Written request: Print the whole listing exactly.

Records for processing:
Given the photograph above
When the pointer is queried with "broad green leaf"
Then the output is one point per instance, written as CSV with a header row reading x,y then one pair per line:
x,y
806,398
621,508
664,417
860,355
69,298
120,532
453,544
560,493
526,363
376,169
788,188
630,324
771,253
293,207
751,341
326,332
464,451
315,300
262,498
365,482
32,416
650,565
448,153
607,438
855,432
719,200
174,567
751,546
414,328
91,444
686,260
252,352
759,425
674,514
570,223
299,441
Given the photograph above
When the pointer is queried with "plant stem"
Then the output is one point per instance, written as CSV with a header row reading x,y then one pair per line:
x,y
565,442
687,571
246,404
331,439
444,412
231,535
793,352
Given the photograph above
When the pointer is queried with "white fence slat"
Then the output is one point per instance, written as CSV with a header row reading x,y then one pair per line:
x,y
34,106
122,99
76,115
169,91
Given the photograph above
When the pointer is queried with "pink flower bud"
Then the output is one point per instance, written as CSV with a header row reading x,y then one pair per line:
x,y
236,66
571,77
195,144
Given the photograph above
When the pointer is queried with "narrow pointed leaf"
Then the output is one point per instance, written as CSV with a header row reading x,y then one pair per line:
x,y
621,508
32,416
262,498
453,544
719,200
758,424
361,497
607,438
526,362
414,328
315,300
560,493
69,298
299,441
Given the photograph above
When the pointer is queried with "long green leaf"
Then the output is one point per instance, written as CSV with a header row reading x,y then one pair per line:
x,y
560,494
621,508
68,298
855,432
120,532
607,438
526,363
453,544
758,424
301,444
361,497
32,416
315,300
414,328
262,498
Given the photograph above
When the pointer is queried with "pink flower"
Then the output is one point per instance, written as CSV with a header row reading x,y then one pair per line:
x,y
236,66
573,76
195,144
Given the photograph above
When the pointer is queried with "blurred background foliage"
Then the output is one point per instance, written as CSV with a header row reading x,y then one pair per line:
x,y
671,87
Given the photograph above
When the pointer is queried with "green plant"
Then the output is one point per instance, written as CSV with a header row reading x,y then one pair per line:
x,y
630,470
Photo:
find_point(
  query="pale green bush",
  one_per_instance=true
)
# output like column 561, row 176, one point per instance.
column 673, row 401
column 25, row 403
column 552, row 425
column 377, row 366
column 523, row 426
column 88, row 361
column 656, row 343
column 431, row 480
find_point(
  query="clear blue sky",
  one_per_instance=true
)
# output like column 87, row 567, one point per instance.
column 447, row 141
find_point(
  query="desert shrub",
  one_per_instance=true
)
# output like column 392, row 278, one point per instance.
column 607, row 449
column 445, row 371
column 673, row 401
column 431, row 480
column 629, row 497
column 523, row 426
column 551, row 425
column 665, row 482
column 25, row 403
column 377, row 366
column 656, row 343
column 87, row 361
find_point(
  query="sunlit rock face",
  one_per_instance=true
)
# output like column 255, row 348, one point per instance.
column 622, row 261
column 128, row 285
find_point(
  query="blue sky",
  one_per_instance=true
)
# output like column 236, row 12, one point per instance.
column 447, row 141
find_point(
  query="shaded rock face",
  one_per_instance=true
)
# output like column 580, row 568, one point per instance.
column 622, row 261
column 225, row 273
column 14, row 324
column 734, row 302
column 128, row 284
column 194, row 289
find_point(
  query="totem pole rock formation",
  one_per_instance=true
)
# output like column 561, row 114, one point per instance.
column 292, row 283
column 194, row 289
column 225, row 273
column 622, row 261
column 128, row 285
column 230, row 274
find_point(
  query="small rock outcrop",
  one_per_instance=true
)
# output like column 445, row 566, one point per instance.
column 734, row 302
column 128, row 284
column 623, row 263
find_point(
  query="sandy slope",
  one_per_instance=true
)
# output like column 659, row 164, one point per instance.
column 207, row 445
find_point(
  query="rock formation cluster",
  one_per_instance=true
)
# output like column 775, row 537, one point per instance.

Final result:
Given the photograph above
When the pointer is queried with "broad green leaf"
Then the output is one point per instance, written as CSV with a header row reading x,y then one pair per line:
x,y
806,398
621,508
664,417
860,355
69,298
120,532
453,544
560,493
526,363
376,169
788,188
630,324
771,253
293,207
751,341
326,332
464,451
315,300
262,498
365,482
32,416
650,565
448,153
607,438
855,432
719,200
174,567
751,546
414,328
91,444
686,260
252,352
759,425
674,514
570,223
299,441
Given the photograph above
When the pointer is queried with "plant stem"
Then the output is one point per instance, written as CSV with a header row reading x,y then one pair per line:
x,y
565,442
687,571
246,404
331,439
444,412
231,535
793,352
Given the photograph above
When the pointer is queried with "white fence slat"
Then the output is one point per instance, written as CSV with a header row reading x,y then one pair per line:
x,y
34,106
122,99
76,115
169,91
Given the photograph above
When the pointer is queried with "pink flower bud"
Then the output is one point per instance, written as CSV with a header row reading x,y then one pair per line:
x,y
236,66
571,77
195,144
Given the photograph above
When the pointer is queried with "narrow pointed leaf"
Then the output is one point per instance, written as CSV with a header row reading x,y then one pair per line:
x,y
621,508
32,416
262,498
453,544
719,200
758,424
361,497
607,438
526,362
414,328
315,300
560,493
69,298
299,441
Given the photograph above
When the pointer is queried with "long green leaf"
Then the output is one point per instance, written as CSV with a header row reading x,y then one pair per line:
x,y
560,494
621,508
68,298
855,432
120,532
607,438
526,363
453,544
758,424
301,444
361,497
32,416
315,300
414,328
262,498
Given the photograph above
When the pointer is queried with "pink flower"
Then the output is one point per instance, written as CSV with a header row reading x,y then one pair per line:
x,y
236,66
573,76
195,144
Given the photograph above
When the pointer is queried with "blurred background foliage"
Then the output is one point per instance, written as CSV with a header row reading x,y then one pair per line:
x,y
671,87
Given the photograph above
When the pointer is queried with "green plant"
Then the output is one point per instance, written as CSV with a header row reading x,y then one pair per line:
x,y
630,470
Photo:
find_point(
  query="pale green bush",
  one_per_instance=true
)
# output like column 561, row 176, one point per instance.
column 673, row 401
column 25, row 403
column 552, row 425
column 377, row 366
column 523, row 426
column 88, row 361
column 656, row 343
column 431, row 480
find_point(
  query="clear blue sky",
  one_per_instance=true
)
# output like column 87, row 567, one point per instance.
column 447, row 141
find_point(
  query="desert shrub",
  one_per_instance=true
)
# output like column 392, row 278, one point per instance.
column 607, row 449
column 445, row 371
column 673, row 401
column 431, row 480
column 629, row 497
column 523, row 426
column 551, row 425
column 665, row 482
column 25, row 403
column 377, row 366
column 656, row 343
column 87, row 361
find_point(
  query="sunlit rock face",
  one_per_instance=true
)
# output like column 255, row 348, one point per instance.
column 622, row 261
column 128, row 285
find_point(
  query="blue sky",
  one_per_instance=true
)
# output like column 236, row 12, one point per instance.
column 447, row 141
find_point(
  query="shaded rock face",
  one_per_instance=true
)
# output like column 580, row 568, one point per instance.
column 622, row 261
column 225, row 273
column 14, row 324
column 734, row 302
column 128, row 284
column 194, row 289
find_point(
  query="totem pole rock formation",
  one_per_instance=true
)
# output like column 561, row 114, one point per instance.
column 292, row 283
column 194, row 289
column 225, row 273
column 622, row 261
column 128, row 285
column 230, row 274
find_point(
  query="small rock outcrop",
  one_per_instance=true
)
# output like column 445, row 566, one point per instance.
column 734, row 302
column 128, row 284
column 623, row 263
find_point(
  query="sandy slope",
  one_per_instance=true
)
# output like column 659, row 164, one point per instance.
column 207, row 445
find_point(
  query="rock formation cluster",
  one_per_instance=true
)
# output like column 775, row 537, one point per instance.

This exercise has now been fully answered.